--- Start SOURCE MATERIAL ---

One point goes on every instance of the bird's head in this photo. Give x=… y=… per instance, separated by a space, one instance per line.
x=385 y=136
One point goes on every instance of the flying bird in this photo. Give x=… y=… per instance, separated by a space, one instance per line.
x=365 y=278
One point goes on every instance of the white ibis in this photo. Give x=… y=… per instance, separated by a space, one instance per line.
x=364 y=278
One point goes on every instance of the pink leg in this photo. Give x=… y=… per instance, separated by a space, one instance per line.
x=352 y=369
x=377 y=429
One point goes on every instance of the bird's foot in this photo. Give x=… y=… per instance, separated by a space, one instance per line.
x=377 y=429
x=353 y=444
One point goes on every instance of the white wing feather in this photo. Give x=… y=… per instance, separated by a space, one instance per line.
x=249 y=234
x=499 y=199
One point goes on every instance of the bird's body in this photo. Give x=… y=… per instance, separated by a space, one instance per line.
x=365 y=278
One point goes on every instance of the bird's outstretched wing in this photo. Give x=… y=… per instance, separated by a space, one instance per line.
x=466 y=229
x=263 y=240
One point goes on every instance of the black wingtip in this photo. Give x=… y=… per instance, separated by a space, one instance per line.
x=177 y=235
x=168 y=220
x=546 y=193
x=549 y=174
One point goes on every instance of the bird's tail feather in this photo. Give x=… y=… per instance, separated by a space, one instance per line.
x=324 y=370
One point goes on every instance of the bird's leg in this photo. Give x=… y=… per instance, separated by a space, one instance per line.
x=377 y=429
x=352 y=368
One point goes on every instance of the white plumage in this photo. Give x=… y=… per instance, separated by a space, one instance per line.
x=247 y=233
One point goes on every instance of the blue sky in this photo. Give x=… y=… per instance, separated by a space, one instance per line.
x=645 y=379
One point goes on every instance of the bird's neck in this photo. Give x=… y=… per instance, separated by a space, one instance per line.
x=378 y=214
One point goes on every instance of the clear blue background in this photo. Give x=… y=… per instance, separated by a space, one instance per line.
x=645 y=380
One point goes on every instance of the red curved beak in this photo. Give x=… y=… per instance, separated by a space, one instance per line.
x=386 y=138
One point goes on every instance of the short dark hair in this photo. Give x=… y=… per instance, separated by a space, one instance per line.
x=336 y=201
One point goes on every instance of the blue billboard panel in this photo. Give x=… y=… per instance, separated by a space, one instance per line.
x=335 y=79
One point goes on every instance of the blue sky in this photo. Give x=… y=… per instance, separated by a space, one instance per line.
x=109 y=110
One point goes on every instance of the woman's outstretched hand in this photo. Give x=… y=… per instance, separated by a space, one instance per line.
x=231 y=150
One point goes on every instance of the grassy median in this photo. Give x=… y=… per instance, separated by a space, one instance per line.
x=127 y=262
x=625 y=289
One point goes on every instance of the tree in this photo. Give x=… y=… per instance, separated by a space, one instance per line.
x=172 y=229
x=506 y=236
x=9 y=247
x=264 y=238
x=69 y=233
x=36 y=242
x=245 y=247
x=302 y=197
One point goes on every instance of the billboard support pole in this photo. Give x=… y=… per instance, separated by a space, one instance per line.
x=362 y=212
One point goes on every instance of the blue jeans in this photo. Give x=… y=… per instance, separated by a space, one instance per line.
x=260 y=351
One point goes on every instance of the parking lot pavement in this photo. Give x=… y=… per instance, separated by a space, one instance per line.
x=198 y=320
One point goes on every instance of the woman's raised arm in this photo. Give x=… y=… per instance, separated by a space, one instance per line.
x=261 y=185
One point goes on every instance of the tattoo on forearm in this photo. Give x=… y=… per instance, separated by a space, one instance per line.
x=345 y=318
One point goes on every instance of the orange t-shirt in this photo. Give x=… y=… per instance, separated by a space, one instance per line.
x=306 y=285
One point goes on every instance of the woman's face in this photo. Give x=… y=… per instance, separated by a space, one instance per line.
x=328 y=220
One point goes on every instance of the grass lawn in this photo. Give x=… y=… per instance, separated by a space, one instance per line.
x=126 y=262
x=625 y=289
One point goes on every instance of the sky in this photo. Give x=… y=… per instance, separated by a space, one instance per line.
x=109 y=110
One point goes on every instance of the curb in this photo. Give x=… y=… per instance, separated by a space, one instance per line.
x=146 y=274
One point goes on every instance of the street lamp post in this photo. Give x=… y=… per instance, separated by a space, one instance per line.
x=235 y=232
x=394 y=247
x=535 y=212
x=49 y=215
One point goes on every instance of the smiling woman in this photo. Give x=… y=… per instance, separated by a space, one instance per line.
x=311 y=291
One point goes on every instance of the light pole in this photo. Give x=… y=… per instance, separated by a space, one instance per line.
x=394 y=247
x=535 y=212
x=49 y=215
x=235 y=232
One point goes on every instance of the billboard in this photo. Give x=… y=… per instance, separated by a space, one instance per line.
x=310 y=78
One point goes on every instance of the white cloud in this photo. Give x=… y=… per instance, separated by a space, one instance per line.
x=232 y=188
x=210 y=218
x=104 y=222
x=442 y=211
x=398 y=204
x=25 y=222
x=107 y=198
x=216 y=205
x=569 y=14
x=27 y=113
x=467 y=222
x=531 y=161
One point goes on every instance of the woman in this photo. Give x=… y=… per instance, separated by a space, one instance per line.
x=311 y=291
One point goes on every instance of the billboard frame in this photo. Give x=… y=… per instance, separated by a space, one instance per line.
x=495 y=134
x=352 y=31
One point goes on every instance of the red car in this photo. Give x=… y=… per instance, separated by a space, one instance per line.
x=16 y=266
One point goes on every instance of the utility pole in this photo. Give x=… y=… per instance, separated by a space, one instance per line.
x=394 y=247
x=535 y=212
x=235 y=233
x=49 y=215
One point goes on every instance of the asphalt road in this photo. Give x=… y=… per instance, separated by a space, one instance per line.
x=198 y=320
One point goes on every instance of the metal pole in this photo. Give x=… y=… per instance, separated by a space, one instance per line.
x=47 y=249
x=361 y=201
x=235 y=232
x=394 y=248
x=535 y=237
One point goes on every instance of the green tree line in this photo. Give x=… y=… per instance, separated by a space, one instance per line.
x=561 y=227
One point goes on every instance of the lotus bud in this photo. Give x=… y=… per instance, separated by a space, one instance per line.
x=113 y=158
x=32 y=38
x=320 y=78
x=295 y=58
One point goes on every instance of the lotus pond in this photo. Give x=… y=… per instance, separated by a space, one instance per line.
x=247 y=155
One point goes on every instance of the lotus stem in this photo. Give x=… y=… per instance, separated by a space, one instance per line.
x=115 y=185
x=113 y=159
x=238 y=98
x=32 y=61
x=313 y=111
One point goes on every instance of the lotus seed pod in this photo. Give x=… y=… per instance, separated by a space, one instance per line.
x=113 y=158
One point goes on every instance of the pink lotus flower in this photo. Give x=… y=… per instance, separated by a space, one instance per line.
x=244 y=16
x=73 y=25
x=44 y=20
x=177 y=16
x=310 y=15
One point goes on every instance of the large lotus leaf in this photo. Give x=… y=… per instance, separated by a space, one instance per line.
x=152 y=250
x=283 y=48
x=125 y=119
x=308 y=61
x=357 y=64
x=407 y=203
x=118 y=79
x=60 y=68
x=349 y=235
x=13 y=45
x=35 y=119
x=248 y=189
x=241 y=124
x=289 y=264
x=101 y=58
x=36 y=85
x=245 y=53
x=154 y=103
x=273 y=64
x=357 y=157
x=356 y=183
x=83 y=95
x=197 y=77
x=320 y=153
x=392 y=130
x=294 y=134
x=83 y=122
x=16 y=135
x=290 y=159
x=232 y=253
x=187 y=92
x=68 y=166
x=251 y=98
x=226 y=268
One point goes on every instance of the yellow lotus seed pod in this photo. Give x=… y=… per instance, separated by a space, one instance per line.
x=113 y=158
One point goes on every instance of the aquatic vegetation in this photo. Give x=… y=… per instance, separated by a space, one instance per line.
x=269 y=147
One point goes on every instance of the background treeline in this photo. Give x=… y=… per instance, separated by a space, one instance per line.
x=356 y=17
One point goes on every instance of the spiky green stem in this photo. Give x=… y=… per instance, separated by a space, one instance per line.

--- End SOURCE MATERIAL ---

**EXERCISE GOAL:**
Rewrite the items starting at the very first one and ending at the line that contains "x=247 y=233", swapping "pink leg" for "red leg" and keeping everything else the same.

**SOLUTION FOR THIS EXERCISE:**
One point goes on every instance of the bird's head in this photo. Give x=… y=… per instance, separated by a space, one instance per line.
x=385 y=136
One point goes on every instance of the flying bird in this photo. Give x=… y=… per instance, separated by a space, one instance per line.
x=365 y=278
One point goes on every instance of the white ibis in this photo. Give x=… y=… per instance, separated by a space, one instance per line.
x=364 y=278
One point goes on every instance of the red leg in this photo. Give x=… y=… per instance, separated by a space, one instance per line.
x=352 y=369
x=377 y=429
One point goes on every instance of the bird's foot in this photo. Give x=… y=… per instance, separated by a space, one instance per line.
x=377 y=429
x=353 y=444
One point goes on every instance of the white wing feather in this photo. Give x=… y=… per instance, separated by a space, one instance per line.
x=249 y=234
x=499 y=199
One point goes on every instance of the bird's body in this photo. Give x=… y=… per instance, separated by a space, one instance per line.
x=365 y=278
One point goes on every instance of the bird's outstretched wing in this photo. Give x=… y=… per instance, separated by a space, one instance per line.
x=466 y=229
x=263 y=240
One point goes on every instance of the black wingtip in this photo. Give x=… y=… per instance, separated by a space, one instance per line.
x=177 y=235
x=168 y=220
x=546 y=193
x=549 y=174
One point goes on every instance of the bird's tail feather in this photo. Give x=… y=… per instance, separated by a space, one instance per line.
x=324 y=370
One point goes on every instance of the bird's leg in this photo. Give x=… y=… per instance, separated by a space, one instance per line.
x=377 y=429
x=352 y=368
One point goes on every instance of the white plumage in this photo. Give x=… y=… per instance, separated by a space, one instance per line.
x=247 y=233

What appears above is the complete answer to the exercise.